Copy, word for word, the stretch of the seminar announcement from "The seminar will" through "Enable (LB Wandsworth)".

Excerpt.
────────
2nd December (9.30 – 16.30)
We have now confirmed the final programme for our next national seminar, taking place in Leicester on 2nd December. Please note that you can book this year using Eventbrite if you wish to pay by credit/debit card by clicking:
EVENTBRITE WEBSITE ARTS & RESILIENCE BOOKING
If you wish to be invoiced for the event a PDF booking form is available here:
ARTS & RESILIENCE BOOKING FORM
If you wish to download a PDF of the full event programme and booking form, please click here:
ARTS & RESILIENCE FULL PROGRAMME INCLUDING BOOKING FORM
Arts & Resilience: Changes in Culture is a new ADUK national seminar looking at new ways of thinking and working to support arts development in today’s economic environment. The Arts sector continues to face big challenges. It is more important than ever to show how we can support and further develop services for our local communities in the continuing difficult economic climate and demonstrate the continued benefit of arts development. This national seminar will focus on resilience, using best practice case study presentations to reflect how arts can support and help develop:
- Social change
- Cultural Leadership
It will also demonstrate how arts development in local authorities and organisations in the cultural sector can survive and thrive and how are adapting to performing with reduced budgets and demonstrate an ability to adapt to the external environment.
The seminar will be chaired by Diana Pasek-Atkinson (Hive Business Advisor at Nottingham Trent University), Trustee and Chair of the ADUK Professional Development Working Party
Speakers so far confirmed include:
- Peter Latchford, CEO of Black Radley
- Jane Wilson, Chair of ADUK and Culture & Community Manager, Cambridge City Council
- John Rance, Cheif Executive Officer of Phoenix Arts
- Mike Hoskin, Arts Development Manager with The Arts Development Company Dorset
- Katharine Wheeler, Creative Practitioner at The Stove Network
- Gus Garside, national coordinator for Creative Minds, a learning disability led project that explores the relationship between the learning disability arts sector and the wider arts world, supported by Housni Hassan (DJ) – Dancer/Facilitator
- Helen Renwick and Paul McCue: Enable (LB Wandsworth)
────────
Dataset records.
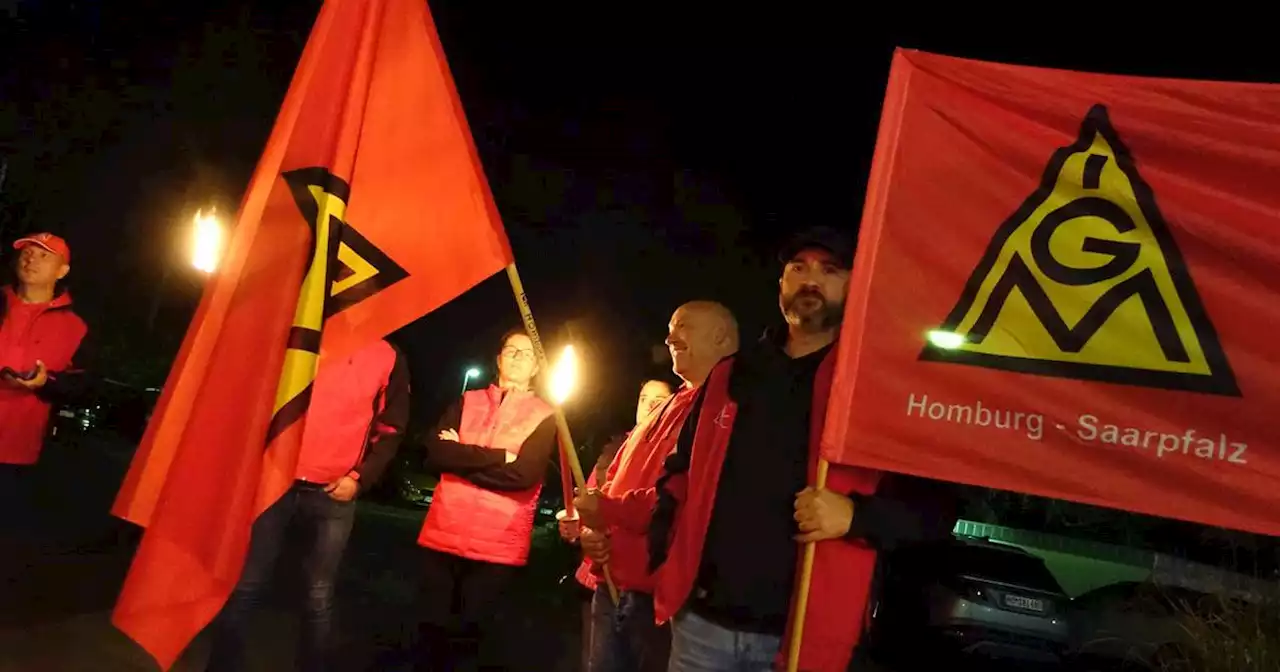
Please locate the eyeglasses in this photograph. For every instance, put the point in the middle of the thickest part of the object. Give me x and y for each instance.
(516, 353)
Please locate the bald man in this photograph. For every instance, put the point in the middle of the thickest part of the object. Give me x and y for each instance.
(625, 638)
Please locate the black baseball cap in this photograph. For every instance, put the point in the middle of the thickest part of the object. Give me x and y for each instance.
(839, 243)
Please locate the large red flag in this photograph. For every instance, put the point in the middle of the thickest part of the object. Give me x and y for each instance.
(368, 209)
(1068, 284)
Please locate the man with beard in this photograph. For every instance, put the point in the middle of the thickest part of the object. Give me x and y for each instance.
(734, 499)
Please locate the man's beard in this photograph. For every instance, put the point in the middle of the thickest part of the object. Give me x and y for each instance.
(826, 316)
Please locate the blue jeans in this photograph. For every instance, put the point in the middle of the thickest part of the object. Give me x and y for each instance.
(626, 638)
(700, 645)
(328, 526)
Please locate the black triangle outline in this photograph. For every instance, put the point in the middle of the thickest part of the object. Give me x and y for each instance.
(388, 270)
(1221, 379)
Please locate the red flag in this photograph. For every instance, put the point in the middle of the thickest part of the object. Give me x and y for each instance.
(1066, 286)
(368, 209)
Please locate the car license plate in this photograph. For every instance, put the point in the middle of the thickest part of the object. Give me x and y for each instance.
(1019, 602)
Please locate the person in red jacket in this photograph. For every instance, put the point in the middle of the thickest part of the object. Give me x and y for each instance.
(492, 452)
(625, 638)
(353, 426)
(653, 394)
(734, 499)
(39, 338)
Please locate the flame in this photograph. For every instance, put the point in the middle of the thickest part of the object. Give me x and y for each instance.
(563, 375)
(208, 242)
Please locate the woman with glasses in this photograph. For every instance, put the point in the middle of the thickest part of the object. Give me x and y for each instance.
(492, 451)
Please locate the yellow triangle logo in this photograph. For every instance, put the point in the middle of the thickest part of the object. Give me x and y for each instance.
(1084, 280)
(356, 269)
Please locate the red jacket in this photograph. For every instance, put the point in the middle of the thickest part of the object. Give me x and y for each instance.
(842, 568)
(636, 466)
(357, 416)
(51, 336)
(476, 522)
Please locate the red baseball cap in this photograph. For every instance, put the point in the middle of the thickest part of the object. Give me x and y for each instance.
(46, 241)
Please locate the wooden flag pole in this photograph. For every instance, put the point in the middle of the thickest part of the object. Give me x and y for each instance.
(801, 597)
(567, 447)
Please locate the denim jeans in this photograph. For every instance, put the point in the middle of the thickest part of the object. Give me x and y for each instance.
(327, 524)
(700, 645)
(625, 638)
(457, 602)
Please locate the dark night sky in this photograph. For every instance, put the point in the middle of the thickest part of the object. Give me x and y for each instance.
(640, 156)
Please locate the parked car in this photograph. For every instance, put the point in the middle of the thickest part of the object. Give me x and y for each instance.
(973, 598)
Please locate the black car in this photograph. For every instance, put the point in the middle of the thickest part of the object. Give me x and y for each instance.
(972, 598)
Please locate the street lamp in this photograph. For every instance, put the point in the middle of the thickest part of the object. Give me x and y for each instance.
(206, 248)
(466, 378)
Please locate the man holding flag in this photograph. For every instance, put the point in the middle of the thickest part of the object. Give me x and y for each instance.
(625, 636)
(368, 209)
(360, 407)
(734, 499)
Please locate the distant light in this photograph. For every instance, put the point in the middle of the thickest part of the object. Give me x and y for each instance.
(946, 339)
(563, 375)
(208, 242)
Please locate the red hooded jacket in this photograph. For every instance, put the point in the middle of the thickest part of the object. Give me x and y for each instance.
(636, 466)
(842, 568)
(46, 332)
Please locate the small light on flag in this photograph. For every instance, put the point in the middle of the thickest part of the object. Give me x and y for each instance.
(945, 339)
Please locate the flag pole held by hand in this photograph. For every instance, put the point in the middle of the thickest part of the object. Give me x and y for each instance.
(566, 442)
(801, 597)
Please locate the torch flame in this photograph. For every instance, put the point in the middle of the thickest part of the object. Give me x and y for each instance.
(208, 242)
(563, 375)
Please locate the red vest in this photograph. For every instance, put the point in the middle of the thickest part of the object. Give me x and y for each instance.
(346, 397)
(53, 337)
(841, 570)
(474, 522)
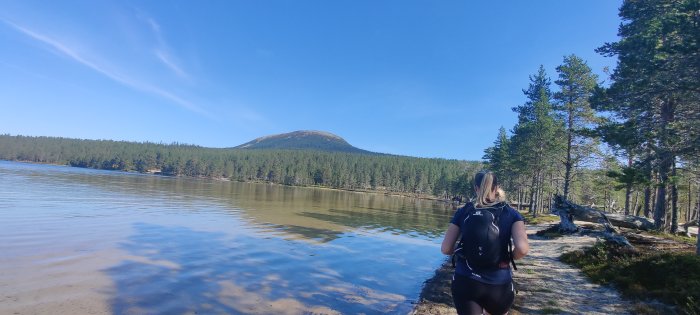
────────
Answer to the problem.
The seminar will be chaired by Diana Pasek-Atkinson (Hive Business Advisor at Nottingham Trent University), Trustee and Chair of the ADUK Professional Development Working Party
Speakers so far confirmed include:
- Peter Latchford, CEO of Black Radley
- Jane Wilson, Chair of ADUK and Culture & Community Manager, Cambridge City Council
- John Rance, Cheif Executive Officer of Phoenix Arts
- Mike Hoskin, Arts Development Manager with The Arts Development Company Dorset
- Katharine Wheeler, Creative Practitioner at The Stove Network
- Gus Garside, national coordinator for Creative Minds, a learning disability led project that explores the relationship between the learning disability arts sector and the wider arts world, supported by Housni Hassan (DJ) – Dancer/Facilitator
- Helen Renwick and Paul McCue: Enable (LB Wandsworth)